Roma, 23 mar. (askanews) – E’ morta dopo essere stata respinta, incinta e gravemente malata, insieme al marito, dalle autorità francesi al confine con l’Italia, e, ricoverata a Torino, dopo aver dato la luce prematuramente al figlio che portava in grembo. A raccontare la storia Paolo Narcisi, presidente dell’associazione Rainbow4 Africa, l’associazione che ha soccorso la giovane donna nigeriana.
La donna e il marito sono stati respinti lo scorso nove febbraio, “insieme a tanti altri – racconta Narcisi – che da mesi tutte le notti vengono respinti dalla gendarmeria francese e poi portati alla stazione di Bardonecchia, alcuni con documento, altri senza fogli di via, altri ancora minori con un documento firmato ‘voglio tornare a casa il prima possibile'”. Lei cercava di raggiugnere la sorella che vive in Francia, perché la sua malattia era peggiorata e voleva assicurarsi che il figlio che aspettava al sesto mese venisse accudito. Era stata colpita da un grave forma linfoma sviluppatosi a causa di una immunodeficienza causata da una trasfusione infetta che aveva fatto in Nigeria ed aveva sviluppato una enorme massa addominale, accusava forti dolori e aveva difficoltà respiratoria. “Sintomi che un poliziotto francese non poteva non notare: non stava in piedi e faceva fatica a respirare”, nota Narcisi. Portata dai gendarmi francesi alla stazione di Bardonecchia, la dottoressa Carola Martino dell’associazione Rainbow4 Africa, riconosciuti subito i problemi di salute ha stabilizzato le condizioni della donna e poi, grazie all’intervento del 118, l’ha fatta ricoverare prima a Rivoli e poi al Sant’Anna di Torino. Qui la donna, nel reparto della dottoressa Tullia Todros è stata trattata con farmaci antiretrovirali per permetterle di allungare la vita e arrivare all’età gestaionale compatibile con la vita. Giunta alla 28esima settimana, giovedì della scorsa settimana, col parto cesareo il bambino è nato prematuro e la mamma è morta in sala operatoria. “Il bambino è molto piccolo ma sta crescendo bene, accudito in modo eccezionale dall’ospedale”, afferma Narcisi.

+ + + +

* LAVORO RICHIESTO *
1. Rispondi a queste domande sull'articolo della donna nigeriana, ciascuna su una riga:
(a) In quale giorno la donna e il marito sono stati respinti?
(b) Come si chiama la dottoressa di Rainbow4 Africa che ha stabilizzato la donna a Bardonecchia?
(c) A quale settimana di gestazione è nato il bambino?
2. Stabilisci se ogni affermazione concorda con l'articolo della donna nigeriana. Motiva ogni risposta con le parole del testo:
(a) La donna voleva raggiungere un fratello che vive in Francia.
(b) Il bambino è venuto al mondo con un parto cesareo.
(c) Al Sant'Anna la donna ha ricevuto farmaci antiretrovirali.
3. Scrivi il seguito dell'articolo sulla donna nigeriana respinta al confine francese, partendo dall'ultima frase riportata.
I dati costituiscono materiale a sé, indipendente dall'articolo.

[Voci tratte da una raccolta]

+ + + +

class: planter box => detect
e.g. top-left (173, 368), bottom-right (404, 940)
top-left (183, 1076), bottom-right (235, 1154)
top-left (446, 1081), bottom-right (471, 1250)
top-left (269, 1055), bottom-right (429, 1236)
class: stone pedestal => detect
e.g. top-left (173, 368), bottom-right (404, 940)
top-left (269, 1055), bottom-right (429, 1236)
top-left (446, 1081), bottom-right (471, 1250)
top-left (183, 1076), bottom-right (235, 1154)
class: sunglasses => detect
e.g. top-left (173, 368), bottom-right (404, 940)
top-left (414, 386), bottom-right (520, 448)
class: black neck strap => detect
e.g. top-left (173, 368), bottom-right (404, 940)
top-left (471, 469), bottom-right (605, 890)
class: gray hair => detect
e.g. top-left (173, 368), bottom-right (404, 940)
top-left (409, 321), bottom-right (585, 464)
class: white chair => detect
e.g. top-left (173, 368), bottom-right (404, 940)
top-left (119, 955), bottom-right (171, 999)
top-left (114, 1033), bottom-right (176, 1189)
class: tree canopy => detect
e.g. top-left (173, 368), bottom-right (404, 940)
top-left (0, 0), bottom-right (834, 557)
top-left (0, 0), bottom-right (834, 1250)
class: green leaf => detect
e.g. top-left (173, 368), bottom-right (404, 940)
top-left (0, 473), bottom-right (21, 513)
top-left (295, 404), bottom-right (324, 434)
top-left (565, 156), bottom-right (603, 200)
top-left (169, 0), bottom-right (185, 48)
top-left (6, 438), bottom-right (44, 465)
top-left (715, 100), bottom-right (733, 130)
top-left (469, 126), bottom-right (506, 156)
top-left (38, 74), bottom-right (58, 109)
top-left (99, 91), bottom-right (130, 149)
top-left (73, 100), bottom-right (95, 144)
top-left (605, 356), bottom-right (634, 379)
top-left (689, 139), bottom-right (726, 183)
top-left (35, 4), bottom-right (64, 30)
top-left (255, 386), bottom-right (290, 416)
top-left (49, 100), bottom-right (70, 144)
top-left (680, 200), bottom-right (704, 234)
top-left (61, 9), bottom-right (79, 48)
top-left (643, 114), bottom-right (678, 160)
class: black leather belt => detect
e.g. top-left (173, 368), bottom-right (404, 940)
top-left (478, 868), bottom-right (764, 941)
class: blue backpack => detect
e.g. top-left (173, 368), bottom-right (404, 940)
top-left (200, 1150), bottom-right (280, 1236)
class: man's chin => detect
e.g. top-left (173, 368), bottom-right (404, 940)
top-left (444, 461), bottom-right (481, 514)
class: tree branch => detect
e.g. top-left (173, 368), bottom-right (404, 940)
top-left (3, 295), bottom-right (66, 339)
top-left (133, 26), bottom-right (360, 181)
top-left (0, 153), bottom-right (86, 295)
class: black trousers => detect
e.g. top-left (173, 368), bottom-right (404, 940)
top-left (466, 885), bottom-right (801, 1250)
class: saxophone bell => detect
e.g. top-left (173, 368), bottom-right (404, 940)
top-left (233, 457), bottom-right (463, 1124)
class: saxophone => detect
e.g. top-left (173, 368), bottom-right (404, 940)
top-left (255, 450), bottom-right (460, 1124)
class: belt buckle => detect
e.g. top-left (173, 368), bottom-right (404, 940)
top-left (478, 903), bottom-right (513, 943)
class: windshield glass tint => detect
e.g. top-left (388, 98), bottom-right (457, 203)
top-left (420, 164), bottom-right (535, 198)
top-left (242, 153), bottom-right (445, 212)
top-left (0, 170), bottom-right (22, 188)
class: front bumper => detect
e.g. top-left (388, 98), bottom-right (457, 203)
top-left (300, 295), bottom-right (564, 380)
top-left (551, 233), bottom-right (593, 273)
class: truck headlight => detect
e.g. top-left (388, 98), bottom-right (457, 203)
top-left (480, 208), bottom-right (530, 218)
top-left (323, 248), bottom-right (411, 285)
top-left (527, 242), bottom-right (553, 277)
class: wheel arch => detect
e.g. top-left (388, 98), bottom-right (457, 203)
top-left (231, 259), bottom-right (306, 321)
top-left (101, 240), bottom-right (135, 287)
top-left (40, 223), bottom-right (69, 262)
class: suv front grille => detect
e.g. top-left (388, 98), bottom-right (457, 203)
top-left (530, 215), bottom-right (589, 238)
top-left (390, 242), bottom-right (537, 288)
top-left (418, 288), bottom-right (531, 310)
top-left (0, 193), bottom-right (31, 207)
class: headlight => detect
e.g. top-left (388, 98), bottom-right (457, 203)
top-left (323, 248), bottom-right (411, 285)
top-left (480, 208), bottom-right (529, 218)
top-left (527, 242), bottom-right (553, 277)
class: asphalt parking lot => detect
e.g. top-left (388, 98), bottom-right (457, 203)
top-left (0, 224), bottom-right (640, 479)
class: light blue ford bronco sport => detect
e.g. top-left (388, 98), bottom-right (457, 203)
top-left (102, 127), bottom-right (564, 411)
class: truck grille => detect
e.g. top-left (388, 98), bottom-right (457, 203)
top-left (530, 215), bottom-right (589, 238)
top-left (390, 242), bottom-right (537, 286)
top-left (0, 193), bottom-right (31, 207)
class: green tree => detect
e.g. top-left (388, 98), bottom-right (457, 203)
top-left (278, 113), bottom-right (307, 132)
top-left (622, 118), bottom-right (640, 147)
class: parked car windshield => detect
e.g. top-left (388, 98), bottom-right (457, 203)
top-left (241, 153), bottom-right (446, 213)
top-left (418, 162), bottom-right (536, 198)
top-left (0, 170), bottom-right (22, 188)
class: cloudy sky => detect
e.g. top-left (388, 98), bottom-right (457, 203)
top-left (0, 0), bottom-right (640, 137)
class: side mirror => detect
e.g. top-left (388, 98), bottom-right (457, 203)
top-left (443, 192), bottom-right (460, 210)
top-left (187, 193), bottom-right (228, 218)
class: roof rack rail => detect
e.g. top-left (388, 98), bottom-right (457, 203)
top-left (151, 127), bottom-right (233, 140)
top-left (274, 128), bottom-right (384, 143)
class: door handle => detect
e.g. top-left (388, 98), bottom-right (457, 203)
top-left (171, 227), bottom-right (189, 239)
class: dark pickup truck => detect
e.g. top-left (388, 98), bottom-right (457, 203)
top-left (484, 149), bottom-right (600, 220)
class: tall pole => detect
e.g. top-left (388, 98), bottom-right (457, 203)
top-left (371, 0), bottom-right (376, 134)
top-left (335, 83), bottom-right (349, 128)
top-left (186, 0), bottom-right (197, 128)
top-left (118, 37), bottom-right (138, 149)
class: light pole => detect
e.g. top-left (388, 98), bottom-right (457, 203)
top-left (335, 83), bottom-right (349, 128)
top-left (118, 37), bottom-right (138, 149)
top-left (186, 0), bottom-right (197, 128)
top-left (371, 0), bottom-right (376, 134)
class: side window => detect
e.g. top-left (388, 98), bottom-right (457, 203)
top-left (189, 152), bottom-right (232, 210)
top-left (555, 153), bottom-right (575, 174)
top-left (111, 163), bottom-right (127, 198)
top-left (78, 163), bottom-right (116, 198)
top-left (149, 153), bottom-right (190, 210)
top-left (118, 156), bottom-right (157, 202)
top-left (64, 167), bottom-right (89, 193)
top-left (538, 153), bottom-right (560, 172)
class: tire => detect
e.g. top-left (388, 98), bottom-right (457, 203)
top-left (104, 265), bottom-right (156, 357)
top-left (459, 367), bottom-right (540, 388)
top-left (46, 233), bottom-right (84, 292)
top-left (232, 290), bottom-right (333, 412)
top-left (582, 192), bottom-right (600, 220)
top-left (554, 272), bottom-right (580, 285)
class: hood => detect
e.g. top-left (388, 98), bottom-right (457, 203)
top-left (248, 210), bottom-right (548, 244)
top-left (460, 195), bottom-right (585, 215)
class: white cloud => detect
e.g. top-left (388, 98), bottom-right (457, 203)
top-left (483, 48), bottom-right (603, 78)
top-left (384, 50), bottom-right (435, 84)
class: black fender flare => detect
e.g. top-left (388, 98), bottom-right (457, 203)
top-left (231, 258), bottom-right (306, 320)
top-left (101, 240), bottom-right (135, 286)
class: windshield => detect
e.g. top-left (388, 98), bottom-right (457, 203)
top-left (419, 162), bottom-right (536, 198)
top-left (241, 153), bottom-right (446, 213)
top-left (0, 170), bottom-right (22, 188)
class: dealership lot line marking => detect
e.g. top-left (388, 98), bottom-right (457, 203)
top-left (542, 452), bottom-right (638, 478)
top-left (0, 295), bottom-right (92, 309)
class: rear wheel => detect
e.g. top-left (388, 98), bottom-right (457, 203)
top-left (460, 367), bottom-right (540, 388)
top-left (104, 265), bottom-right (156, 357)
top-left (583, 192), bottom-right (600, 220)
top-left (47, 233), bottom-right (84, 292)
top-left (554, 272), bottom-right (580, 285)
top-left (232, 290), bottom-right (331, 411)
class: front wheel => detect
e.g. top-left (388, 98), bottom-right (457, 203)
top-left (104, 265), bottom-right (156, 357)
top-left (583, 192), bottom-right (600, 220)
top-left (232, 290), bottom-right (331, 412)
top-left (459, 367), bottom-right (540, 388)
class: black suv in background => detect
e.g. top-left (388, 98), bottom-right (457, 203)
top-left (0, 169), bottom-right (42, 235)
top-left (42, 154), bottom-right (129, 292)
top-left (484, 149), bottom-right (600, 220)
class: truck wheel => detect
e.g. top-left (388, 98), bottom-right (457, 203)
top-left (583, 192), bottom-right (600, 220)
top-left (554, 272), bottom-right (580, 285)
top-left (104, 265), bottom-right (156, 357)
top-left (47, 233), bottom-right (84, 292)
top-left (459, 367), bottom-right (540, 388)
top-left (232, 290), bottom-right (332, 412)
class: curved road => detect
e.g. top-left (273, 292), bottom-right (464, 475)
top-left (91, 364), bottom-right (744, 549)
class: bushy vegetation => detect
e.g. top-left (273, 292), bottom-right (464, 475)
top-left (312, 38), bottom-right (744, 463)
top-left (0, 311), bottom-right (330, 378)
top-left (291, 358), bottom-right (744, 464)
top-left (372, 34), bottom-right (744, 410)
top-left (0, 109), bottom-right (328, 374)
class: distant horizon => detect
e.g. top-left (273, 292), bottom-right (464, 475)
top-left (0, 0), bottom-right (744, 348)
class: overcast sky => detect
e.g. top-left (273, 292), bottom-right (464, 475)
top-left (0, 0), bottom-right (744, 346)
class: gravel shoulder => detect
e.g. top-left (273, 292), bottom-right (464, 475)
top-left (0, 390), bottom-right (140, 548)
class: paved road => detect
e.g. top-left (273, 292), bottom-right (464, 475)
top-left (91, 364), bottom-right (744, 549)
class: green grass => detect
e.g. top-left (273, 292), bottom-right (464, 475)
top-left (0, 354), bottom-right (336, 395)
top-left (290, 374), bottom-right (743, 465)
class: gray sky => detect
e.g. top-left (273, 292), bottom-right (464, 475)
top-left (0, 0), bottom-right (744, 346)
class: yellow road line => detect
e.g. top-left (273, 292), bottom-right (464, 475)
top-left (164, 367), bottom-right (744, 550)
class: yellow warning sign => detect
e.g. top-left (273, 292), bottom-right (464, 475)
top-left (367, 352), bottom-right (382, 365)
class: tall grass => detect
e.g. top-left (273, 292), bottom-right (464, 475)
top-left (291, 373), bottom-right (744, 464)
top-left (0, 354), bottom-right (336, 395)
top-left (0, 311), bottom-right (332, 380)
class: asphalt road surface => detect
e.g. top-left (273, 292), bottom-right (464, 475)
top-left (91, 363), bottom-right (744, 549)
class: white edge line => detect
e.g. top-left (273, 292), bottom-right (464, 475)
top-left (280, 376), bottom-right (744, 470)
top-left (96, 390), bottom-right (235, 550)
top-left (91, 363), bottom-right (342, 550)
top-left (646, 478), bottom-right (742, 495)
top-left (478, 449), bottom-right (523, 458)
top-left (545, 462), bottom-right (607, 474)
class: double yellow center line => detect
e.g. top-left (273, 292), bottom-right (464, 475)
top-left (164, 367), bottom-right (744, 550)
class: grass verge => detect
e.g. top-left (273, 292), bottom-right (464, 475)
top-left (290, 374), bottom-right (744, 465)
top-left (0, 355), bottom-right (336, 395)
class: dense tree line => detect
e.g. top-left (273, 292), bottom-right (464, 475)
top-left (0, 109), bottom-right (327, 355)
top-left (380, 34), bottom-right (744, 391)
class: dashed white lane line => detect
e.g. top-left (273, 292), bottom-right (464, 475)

+ + + +

* SOLUZIONI *
1.
(a) Lo scorso nove febbraio.
(b) Carola Martino.
(c) Alla 28esima settimana.

2.
(a) No: "la sorella che vive in Francia".
(b) Sì: "col parto cesareo il bambino è nato prematuro".
(c) Sì: "è stata trattata con farmaci antiretrovirali".

3.
Dopo la vicenda della guida alpina francese che rischia una condanna fino a cinque per avere soccorso un’altra migrante incinta all’ottavo mese di gravidanza, Rainbow4 Africa ha lanciatro la campagna “Soccorrere non è un crimine”: “In mare, e mi riferisco al pm Zuccaro, e in montagna”, chiosa Narcisi.